Below are some records; reproduce every one of them exactly.

• _Information provided_:
┏━━

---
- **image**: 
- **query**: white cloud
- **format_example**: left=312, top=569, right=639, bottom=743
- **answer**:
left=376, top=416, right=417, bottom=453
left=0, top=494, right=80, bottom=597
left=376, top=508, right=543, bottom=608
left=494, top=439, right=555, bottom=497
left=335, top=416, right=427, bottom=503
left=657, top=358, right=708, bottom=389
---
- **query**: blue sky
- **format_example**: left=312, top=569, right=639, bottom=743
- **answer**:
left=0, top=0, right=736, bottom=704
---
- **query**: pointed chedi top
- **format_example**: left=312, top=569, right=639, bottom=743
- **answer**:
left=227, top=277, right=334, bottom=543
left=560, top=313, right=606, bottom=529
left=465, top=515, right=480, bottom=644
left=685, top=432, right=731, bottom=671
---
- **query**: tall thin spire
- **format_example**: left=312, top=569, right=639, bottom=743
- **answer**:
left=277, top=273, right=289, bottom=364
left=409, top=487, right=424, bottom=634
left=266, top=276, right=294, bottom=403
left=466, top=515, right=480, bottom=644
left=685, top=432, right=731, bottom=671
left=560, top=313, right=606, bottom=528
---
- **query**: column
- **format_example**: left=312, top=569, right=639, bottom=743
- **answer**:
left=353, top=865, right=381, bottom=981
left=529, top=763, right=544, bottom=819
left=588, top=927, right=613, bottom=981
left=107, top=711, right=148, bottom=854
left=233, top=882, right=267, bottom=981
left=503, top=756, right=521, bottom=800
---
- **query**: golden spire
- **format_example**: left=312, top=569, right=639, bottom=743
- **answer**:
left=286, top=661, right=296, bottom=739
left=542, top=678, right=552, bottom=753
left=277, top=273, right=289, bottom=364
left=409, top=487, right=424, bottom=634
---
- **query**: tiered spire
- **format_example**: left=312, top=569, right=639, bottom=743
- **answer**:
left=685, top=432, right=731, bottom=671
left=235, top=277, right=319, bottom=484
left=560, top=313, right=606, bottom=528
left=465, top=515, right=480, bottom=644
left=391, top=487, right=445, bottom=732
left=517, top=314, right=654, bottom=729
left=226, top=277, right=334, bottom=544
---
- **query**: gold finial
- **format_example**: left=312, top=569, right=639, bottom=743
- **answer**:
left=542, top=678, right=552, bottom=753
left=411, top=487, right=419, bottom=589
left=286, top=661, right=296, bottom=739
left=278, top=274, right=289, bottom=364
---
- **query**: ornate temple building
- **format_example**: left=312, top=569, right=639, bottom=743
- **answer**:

┗━━

• _Task output_:
---
- **image**: 
- **query**: white cloud
- **format_example**: left=312, top=569, right=639, bottom=743
- **answer**:
left=376, top=416, right=417, bottom=453
left=0, top=494, right=80, bottom=597
left=376, top=508, right=543, bottom=608
left=494, top=439, right=555, bottom=497
left=335, top=416, right=427, bottom=503
left=657, top=358, right=708, bottom=389
---
- **query**: blue sky
- **format_example**: left=312, top=569, right=639, bottom=743
- **answer**:
left=0, top=0, right=736, bottom=704
---
- **query**: pointed chedi top
- **format_example**: left=312, top=569, right=639, bottom=743
- **answer**:
left=227, top=277, right=334, bottom=543
left=560, top=313, right=606, bottom=529
left=465, top=515, right=480, bottom=644
left=685, top=432, right=731, bottom=671
---
- **query**: tall thin spire
- **format_example**: left=312, top=569, right=639, bottom=743
- **answer**:
left=277, top=273, right=289, bottom=364
left=409, top=487, right=424, bottom=634
left=266, top=276, right=294, bottom=403
left=466, top=515, right=480, bottom=644
left=685, top=432, right=731, bottom=671
left=560, top=313, right=606, bottom=528
---
- **query**: column
- **format_example**: left=312, top=569, right=639, bottom=743
- **answer**:
left=353, top=865, right=381, bottom=981
left=529, top=763, right=544, bottom=819
left=588, top=927, right=613, bottom=981
left=107, top=711, right=148, bottom=854
left=233, top=882, right=267, bottom=981
left=503, top=756, right=521, bottom=800
---
- **query**: golden spire
- **format_example**: left=312, top=569, right=639, bottom=743
- **answer**:
left=286, top=661, right=296, bottom=739
left=542, top=678, right=552, bottom=753
left=277, top=273, right=289, bottom=364
left=409, top=487, right=424, bottom=634
---
- **query**: tiered spire
- **format_example**: left=312, top=569, right=639, bottom=743
- **answer**:
left=685, top=432, right=731, bottom=671
left=235, top=277, right=319, bottom=484
left=560, top=313, right=606, bottom=528
left=465, top=515, right=480, bottom=644
left=391, top=487, right=445, bottom=732
left=517, top=314, right=654, bottom=729
left=226, top=277, right=334, bottom=544
---
- **query**: gold finial
- **format_example**: left=312, top=569, right=639, bottom=743
- **answer**:
left=542, top=678, right=552, bottom=753
left=411, top=487, right=419, bottom=589
left=286, top=661, right=296, bottom=739
left=278, top=274, right=289, bottom=364
---
- **query**: ornate temple building
- **format_example**: left=312, top=569, right=639, bottom=743
- **answer**:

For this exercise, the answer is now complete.